* PAGE EXTRACT:
=====

Quantifying women’s water polo overhead movement volumes using inertial measurement units and machine learning techniques: a cross-sectional study

Why tracking water polo moves matters

For elite water polo players, every stroke, pass and shot adds up to hundreds of powerful arm movements in a single practice. These repeated overhead actions help win games, but they also place heavy strain on the shoulders and elbows. Coaches know that too much throwing or swimming at high intensity can raise the risk of painful overuse injuries, yet they currently rely on time‑consuming video review or gut feeling to judge training load. This study explores whether small waterproof motion sensors, combined with modern computer algorithms, can automatically count and classify these movements in real time—offering a new way to protect athletes’ shoulders while still pushing performance.

From pool deck to data stream

The researchers worked with ten nationally ranked women’s water polo field players at an Australian high‑performance program. During four typical, coach‑led training sessions—each lasting about an hour and three‑quarters—athletes wore two tiny devices called inertial sensors: one taped to the forearm and one just below the neck. These sensors captured how the arm and upper body accelerated and rotated during freestyle swimming, passing, shooting and blocking. At the same time, two video cameras recorded the sessions. An experienced coach later watched the footage and carefully labeled every overhead movement, creating a trusted “ground truth” against which the sensor‑based system could be tested.

=====

* DATA PROVIDED:
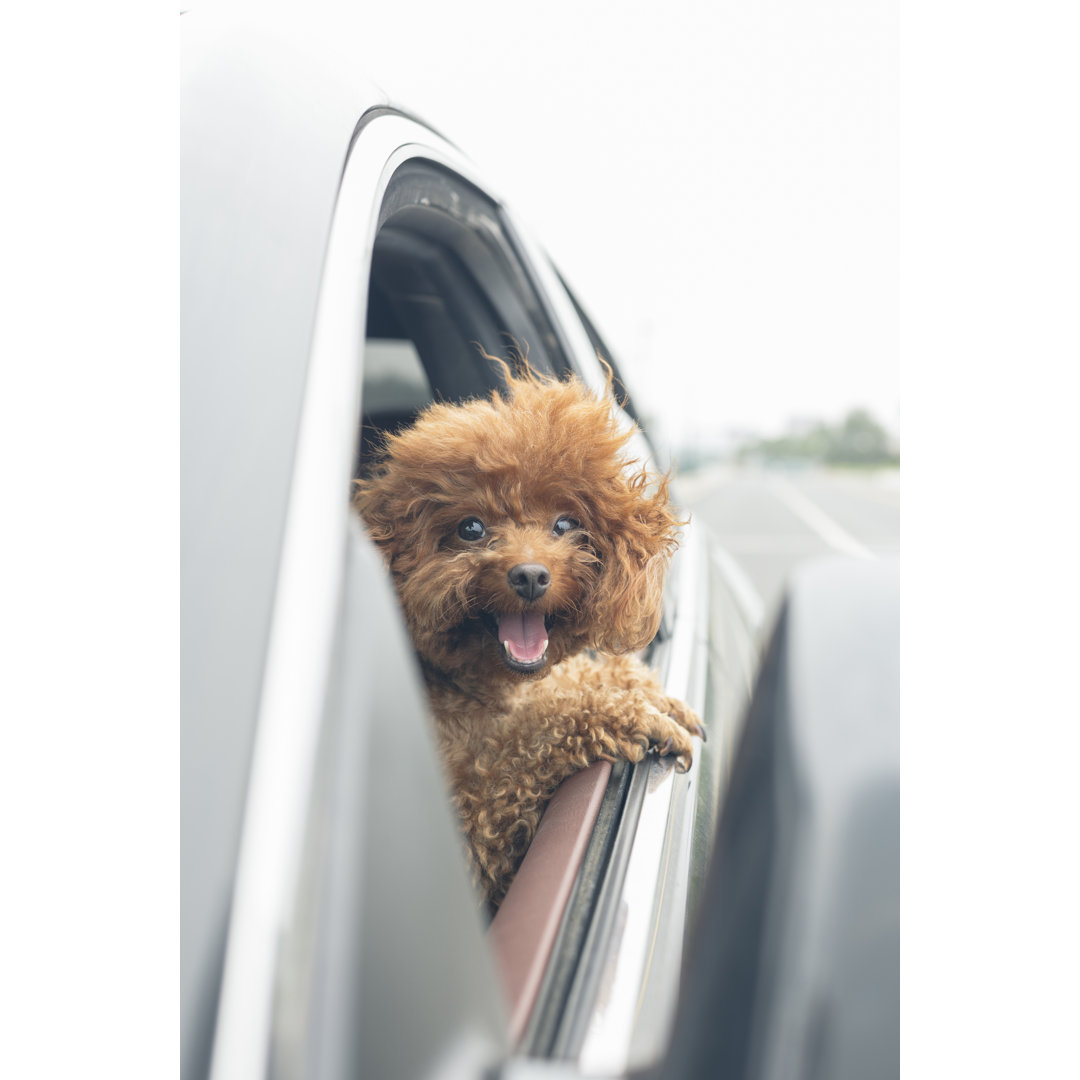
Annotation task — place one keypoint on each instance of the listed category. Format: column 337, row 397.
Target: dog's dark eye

=====

* EXERCISE BRIEF:
Set down, word for word, the portion of the water polo study summary starting at "Why tracking water" and ending at "still pushing performance.". Work only from the water polo study summary and leave the material aside.

* ANSWER FOR THE TASK:
Why tracking water polo moves matters

For elite water polo players, every stroke, pass and shot adds up to hundreds of powerful arm movements in a single practice. These repeated overhead actions help win games, but they also place heavy strain on the shoulders and elbows. Coaches know that too much throwing or swimming at high intensity can raise the risk of painful overuse injuries, yet they currently rely on time‑consuming video review or gut feeling to judge training load. This study explores whether small waterproof motion sensors, combined with modern computer algorithms, can automatically count and classify these movements in real time—offering a new way to protect athletes’ shoulders while still pushing performance.